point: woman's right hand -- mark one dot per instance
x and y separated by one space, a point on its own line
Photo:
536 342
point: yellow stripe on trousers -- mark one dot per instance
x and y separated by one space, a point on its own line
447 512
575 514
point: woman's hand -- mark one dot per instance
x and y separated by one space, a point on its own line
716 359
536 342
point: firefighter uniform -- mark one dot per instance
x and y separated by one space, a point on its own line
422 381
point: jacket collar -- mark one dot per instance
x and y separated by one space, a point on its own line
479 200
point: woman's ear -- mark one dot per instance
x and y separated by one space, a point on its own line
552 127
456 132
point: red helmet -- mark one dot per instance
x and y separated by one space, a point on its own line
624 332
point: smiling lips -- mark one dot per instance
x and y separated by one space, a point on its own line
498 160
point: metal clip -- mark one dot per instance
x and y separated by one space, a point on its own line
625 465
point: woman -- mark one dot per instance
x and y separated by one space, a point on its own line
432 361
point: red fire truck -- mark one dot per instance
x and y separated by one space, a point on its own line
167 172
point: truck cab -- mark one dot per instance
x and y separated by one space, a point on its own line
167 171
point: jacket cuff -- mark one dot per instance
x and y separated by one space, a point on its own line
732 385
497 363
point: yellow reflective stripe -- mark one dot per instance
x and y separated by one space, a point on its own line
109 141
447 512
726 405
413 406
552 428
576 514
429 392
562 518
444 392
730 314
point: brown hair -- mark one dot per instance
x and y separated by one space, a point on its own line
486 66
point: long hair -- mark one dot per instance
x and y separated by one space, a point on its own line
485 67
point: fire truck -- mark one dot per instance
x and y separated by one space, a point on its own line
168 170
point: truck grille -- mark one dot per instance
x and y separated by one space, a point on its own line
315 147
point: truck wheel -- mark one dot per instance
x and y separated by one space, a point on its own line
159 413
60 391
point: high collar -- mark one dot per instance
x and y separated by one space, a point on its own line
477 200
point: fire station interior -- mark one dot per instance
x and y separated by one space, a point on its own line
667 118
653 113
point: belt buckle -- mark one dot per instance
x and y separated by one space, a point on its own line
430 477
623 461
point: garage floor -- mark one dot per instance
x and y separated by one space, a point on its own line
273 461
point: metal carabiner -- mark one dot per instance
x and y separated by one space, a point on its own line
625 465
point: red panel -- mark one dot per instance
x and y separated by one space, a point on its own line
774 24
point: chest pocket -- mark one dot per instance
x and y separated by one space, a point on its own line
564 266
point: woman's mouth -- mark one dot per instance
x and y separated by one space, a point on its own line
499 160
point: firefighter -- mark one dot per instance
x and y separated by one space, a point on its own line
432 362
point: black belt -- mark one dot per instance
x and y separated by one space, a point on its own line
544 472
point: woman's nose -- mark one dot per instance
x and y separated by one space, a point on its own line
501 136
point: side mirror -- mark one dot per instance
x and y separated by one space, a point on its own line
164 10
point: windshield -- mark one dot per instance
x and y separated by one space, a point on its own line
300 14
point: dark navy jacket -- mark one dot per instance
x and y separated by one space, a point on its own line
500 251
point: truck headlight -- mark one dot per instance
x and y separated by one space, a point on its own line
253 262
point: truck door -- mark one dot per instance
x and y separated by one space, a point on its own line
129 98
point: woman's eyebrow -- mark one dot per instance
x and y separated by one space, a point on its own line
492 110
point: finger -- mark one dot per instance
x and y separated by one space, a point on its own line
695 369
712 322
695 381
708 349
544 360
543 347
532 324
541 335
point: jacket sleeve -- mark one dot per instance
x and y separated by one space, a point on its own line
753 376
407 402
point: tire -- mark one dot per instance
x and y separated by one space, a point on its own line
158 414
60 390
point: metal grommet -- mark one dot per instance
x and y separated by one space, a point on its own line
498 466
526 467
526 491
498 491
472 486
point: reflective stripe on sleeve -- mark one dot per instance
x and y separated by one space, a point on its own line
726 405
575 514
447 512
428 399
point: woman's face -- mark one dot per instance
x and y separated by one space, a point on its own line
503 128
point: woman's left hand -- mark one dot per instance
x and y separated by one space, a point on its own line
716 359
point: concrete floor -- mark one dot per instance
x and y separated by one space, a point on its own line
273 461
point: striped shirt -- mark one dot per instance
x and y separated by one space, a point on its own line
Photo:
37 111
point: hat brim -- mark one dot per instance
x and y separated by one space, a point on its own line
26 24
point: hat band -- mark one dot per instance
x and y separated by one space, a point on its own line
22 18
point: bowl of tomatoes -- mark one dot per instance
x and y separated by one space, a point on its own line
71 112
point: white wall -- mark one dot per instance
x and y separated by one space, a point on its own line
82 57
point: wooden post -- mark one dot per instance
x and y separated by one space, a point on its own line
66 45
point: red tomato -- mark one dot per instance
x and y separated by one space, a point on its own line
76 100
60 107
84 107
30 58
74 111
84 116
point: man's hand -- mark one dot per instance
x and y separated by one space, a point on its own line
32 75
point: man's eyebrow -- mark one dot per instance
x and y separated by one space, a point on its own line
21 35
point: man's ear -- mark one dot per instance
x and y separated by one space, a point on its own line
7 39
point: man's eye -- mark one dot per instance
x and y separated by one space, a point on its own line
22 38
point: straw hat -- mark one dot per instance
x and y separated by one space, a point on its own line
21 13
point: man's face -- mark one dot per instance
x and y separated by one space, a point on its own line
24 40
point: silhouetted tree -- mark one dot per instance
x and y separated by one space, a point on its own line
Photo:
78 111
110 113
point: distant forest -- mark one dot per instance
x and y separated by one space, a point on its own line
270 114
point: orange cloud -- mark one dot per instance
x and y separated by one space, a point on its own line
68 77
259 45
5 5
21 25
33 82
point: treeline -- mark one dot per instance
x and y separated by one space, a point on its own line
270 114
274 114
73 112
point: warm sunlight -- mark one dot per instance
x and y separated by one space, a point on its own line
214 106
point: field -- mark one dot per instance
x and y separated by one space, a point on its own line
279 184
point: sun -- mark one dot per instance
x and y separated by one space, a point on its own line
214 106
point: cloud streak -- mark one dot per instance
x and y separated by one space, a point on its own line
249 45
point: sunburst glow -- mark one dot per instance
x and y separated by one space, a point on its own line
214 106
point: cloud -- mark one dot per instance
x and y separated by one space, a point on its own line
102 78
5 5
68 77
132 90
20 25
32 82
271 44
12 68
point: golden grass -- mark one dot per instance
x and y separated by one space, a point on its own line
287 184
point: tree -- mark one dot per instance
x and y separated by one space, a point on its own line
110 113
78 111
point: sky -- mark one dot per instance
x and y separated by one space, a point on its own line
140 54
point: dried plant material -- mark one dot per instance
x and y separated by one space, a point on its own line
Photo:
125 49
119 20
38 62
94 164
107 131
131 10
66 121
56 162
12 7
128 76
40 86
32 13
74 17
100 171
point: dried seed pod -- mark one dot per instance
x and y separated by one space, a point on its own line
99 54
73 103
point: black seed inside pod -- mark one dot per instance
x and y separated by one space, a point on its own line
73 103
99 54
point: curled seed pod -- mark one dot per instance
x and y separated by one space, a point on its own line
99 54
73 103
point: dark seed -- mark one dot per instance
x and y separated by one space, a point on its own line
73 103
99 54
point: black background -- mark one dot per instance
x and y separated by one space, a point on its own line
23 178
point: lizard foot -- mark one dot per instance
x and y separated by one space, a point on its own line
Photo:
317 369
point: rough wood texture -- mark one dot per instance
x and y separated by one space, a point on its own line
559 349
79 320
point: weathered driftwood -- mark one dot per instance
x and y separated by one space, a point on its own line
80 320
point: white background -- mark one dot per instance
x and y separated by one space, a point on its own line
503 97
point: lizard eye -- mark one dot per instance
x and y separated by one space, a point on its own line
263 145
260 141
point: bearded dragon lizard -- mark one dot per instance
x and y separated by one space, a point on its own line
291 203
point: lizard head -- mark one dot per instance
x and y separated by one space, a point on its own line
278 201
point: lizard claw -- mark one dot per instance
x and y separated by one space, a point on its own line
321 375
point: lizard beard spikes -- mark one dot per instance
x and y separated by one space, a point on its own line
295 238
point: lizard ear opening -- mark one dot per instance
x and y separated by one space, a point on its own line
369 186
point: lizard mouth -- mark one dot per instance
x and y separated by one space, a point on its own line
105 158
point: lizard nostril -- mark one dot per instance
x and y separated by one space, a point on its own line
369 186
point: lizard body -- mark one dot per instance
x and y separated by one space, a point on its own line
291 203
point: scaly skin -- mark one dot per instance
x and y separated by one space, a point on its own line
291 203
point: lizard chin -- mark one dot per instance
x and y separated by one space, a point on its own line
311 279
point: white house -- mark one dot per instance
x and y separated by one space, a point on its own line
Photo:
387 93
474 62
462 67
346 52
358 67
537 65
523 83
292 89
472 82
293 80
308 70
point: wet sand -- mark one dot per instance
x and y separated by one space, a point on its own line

__Written task__
Reproduce the records word for word, starting at the line containing "point: lizard nostril" and continuing to the end of the records, with both ends included.

__Exercise solution__
point: lizard nostril -- mark one dot per instance
x and y separated by one space, a point on its own line
369 186
point: lizard body -- mark one dot per instance
x and y separated by one space, a point on its own line
291 203
point: scaly skin -- mark one dot per instance
x and y separated by one space, a point on its own line
291 203
point: lizard chin -- mark one dot per instance
x and y separated by one space, a point on its own line
311 279
point: white house -- mark one dot per instance
x and y separated by one space, a point on its own line
Photo:
387 93
474 62
462 67
346 52
358 67
537 65
523 83
292 89
472 82
293 80
308 70
point: wet sand -- mark one dot per instance
x and y separated by one space, a point on its own line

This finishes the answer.